**Perintah Latihan**
Terjemahkan kalimat dari teks kutipan ini ke dalam bahasa Inggris: "Sejak penjajah menginjakkan kakinya di Tanah Papua, perbedaan dan pertentangan di antara orang Papua sendiri sudah ada."

**Teks Kutipan**
╔══
Kampanye Papua Mederka oleh Australia [Foto ROL]
|
Semenjak pendirian International Parliamentarians for West Papua
(IPWP) dan kemudian International Lawyers for West Papua (ILWP), maka
terpantul tanggapan pro dan kontra dari berbagai pihak yang mendukung
Kampanye Papua Merdeka dan yang mengadu nasib dalam bingkai NKRI. Sejak
penjajah menginjakkan kakinya di Tanah Papua, perbedaan dan pertentangan
di antara orang Papua sendiri sudah ada. Yang kontra perjuangan Papua
Merdeka menghendaki “Tanah Papua menjadi Zona Damai” dengan berbagai
embel-embel seolah-olah mau mendengarkan dan menghargai aspirasi bangsa
Papua. Sementara yang memperjuangkan kemerdekaannya menentang segala
macam kebijakan Jakarta dengan semua alasan yang dimilikinya.
Baik IPWP maupun ILWP hadir sebagai wadah pendamping penyaluran
aspirasi yang disampaikan para penyambung lidah bangsa Papua, yang telah
lama dinanti-nantikan oleh bangsa Papua. Sudah banyak kali aspirasi
bangsa Papua disampaikan, bahkan dengan resiko pertaruhan nyawapun telah
dilakukan tanpa hentinya, dari generas ke generasi, dari waktu ke
waktu, dari tempat ke tempat di muka Bumi. IPWP dan ILWP ialah
organisasi asing, wadah yang didirikan oleh para pemerhati HAM, politisi
dan pengacara serta aktivis bidang hukum dan politik yang tentu saja
tidak didasarkan kepada sentimen apapun dan juga tidak karena perasaan
ataupun belas-kasihan terhadap apa yang terjadi.
Alasan utama keberpihakan masyarakat internasional terhadap nasib dan
perjuangan bangsa Papua ialah “KEBENARAN YANG DIPALSUKAN”, dimanipulasi
dan direkayasa, terlepas dari untuk apa ada pemalsuan ataupun
manipulasi dilakukan antara NKRI-Belanda dan Amerika Serikat berdasarkan
“The Bunker’s Plan”. Saat siapapun berdiri di atas KEBENARAN, maka
sebenarnya orang Papua sendiri tidak perlu mendesak atau mengemis
kepadanya untuk bertindak. Sebab di dalam lubuk hati, di dalam jiwa
sana, setiap orang pasti memiliki nurani yang tak pernah berbohong, dan
memusuhi serta terus berperang melawan tipu-daya dan kemunafikan. Nurani
itulah yang berdiri menantang tipu-muslihat atas nama apapun juga
sepanjang ada lanjutan cerita sebuah peristiwa yang memalangkan nasib
manusia.
╚══
[Catatan dari sumber data]
╔══
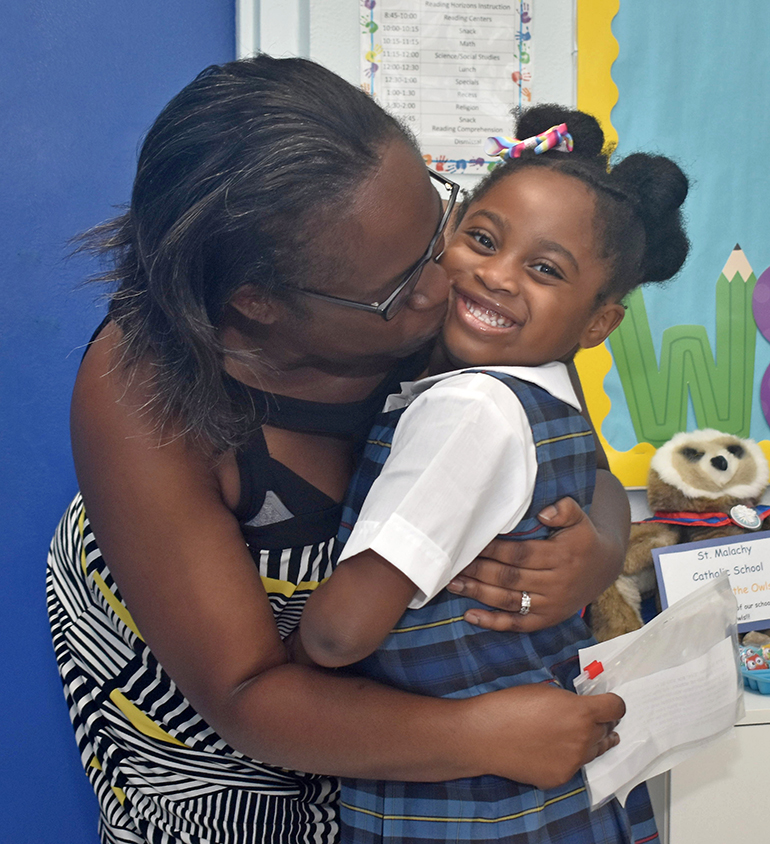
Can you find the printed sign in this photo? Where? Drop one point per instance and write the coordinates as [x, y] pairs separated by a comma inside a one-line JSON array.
[[452, 70], [681, 569]]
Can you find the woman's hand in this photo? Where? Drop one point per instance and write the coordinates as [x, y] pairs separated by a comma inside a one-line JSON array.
[[548, 734], [561, 574]]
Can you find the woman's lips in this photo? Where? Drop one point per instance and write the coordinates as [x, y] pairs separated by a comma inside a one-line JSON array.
[[488, 316]]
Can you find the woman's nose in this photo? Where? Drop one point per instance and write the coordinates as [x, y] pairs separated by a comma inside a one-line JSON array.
[[432, 288]]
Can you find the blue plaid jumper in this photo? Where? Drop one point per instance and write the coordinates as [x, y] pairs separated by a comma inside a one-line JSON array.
[[433, 651]]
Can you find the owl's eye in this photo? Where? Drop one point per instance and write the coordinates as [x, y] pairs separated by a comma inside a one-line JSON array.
[[691, 454]]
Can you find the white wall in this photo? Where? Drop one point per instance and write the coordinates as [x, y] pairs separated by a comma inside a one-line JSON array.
[[328, 32]]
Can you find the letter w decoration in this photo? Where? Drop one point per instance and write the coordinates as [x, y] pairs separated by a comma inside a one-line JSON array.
[[720, 385]]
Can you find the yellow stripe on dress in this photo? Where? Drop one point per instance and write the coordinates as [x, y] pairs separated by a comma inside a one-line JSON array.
[[273, 586], [442, 623], [141, 721], [117, 607], [564, 437], [513, 817]]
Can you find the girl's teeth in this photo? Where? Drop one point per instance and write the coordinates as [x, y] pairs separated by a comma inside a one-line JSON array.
[[486, 316]]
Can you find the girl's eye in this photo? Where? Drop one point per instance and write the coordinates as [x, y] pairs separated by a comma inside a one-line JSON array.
[[546, 269], [482, 239]]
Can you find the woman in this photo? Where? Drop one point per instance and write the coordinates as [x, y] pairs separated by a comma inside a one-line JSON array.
[[224, 401]]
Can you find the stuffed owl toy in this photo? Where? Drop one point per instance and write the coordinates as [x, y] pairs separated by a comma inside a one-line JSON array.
[[701, 485]]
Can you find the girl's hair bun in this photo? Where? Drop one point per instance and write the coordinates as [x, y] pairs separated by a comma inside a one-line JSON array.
[[659, 187], [586, 132]]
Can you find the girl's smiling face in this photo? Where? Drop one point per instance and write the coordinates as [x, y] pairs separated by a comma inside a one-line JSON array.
[[526, 272]]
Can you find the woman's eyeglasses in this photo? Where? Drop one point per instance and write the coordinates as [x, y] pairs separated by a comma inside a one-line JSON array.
[[397, 299]]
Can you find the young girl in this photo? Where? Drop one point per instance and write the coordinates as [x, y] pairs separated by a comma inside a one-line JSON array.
[[543, 252]]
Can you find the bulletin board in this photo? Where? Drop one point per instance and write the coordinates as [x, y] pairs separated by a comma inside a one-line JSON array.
[[696, 352]]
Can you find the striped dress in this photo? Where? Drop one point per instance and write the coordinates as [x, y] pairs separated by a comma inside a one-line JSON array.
[[433, 651], [161, 774]]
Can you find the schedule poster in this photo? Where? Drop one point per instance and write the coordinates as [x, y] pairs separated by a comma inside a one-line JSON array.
[[452, 70]]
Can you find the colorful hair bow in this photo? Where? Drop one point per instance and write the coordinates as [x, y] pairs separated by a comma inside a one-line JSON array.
[[557, 137]]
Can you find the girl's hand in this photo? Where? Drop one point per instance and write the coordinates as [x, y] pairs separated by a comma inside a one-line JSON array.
[[547, 734], [561, 574]]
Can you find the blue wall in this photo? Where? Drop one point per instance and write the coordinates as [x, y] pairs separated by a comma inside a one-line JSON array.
[[80, 82]]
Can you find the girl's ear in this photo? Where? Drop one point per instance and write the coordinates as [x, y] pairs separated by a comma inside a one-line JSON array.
[[249, 302], [606, 319]]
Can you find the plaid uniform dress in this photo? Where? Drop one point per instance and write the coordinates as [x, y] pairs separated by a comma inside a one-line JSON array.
[[433, 651]]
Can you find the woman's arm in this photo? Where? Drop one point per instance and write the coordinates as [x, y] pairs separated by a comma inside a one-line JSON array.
[[177, 554]]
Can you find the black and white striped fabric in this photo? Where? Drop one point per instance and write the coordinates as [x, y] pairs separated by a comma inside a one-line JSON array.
[[160, 773]]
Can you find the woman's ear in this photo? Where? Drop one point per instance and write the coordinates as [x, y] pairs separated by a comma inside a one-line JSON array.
[[252, 304], [606, 319]]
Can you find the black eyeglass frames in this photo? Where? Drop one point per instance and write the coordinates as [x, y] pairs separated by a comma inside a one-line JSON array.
[[397, 299]]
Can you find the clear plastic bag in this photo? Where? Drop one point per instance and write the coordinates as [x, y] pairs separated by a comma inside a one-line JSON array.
[[680, 679]]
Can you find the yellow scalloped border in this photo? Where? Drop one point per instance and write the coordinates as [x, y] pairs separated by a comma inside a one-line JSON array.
[[597, 94]]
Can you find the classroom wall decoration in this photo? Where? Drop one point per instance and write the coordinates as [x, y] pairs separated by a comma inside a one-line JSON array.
[[451, 70], [690, 82]]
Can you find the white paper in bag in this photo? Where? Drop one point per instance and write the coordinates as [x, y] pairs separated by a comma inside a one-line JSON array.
[[680, 681]]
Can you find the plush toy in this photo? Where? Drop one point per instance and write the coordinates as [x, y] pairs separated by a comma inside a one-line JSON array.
[[701, 485]]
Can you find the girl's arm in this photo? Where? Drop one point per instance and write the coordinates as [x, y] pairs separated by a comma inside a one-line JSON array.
[[460, 470], [563, 573], [349, 615]]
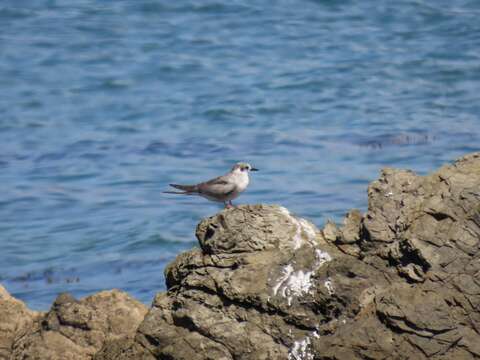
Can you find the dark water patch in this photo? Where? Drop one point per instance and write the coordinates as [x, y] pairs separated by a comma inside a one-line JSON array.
[[401, 139]]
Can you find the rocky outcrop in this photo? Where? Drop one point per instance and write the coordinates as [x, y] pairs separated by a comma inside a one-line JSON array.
[[72, 329], [398, 282]]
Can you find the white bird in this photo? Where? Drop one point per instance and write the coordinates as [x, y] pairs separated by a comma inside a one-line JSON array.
[[224, 188]]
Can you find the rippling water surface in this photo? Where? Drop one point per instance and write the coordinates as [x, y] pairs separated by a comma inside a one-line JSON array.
[[103, 103]]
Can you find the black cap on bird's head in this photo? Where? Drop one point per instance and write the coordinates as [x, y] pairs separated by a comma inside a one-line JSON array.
[[241, 166]]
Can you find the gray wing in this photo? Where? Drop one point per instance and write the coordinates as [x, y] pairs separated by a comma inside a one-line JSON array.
[[218, 187]]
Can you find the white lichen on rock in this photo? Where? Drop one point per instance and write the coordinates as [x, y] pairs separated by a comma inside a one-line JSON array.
[[305, 231], [294, 283], [301, 350], [329, 285]]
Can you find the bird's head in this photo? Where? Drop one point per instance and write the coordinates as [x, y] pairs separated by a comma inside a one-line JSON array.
[[242, 167]]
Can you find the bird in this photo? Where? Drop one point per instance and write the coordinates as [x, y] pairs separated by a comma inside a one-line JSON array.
[[224, 188]]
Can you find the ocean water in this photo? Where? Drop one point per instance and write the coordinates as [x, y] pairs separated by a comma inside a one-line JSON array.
[[103, 103]]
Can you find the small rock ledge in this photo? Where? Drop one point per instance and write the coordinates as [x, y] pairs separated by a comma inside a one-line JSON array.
[[398, 282]]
╚══
**Jawaban Soal**
Ever since the colonizers set foot on the Land of Papua, differences and conflicts among the Papuans themselves have existed.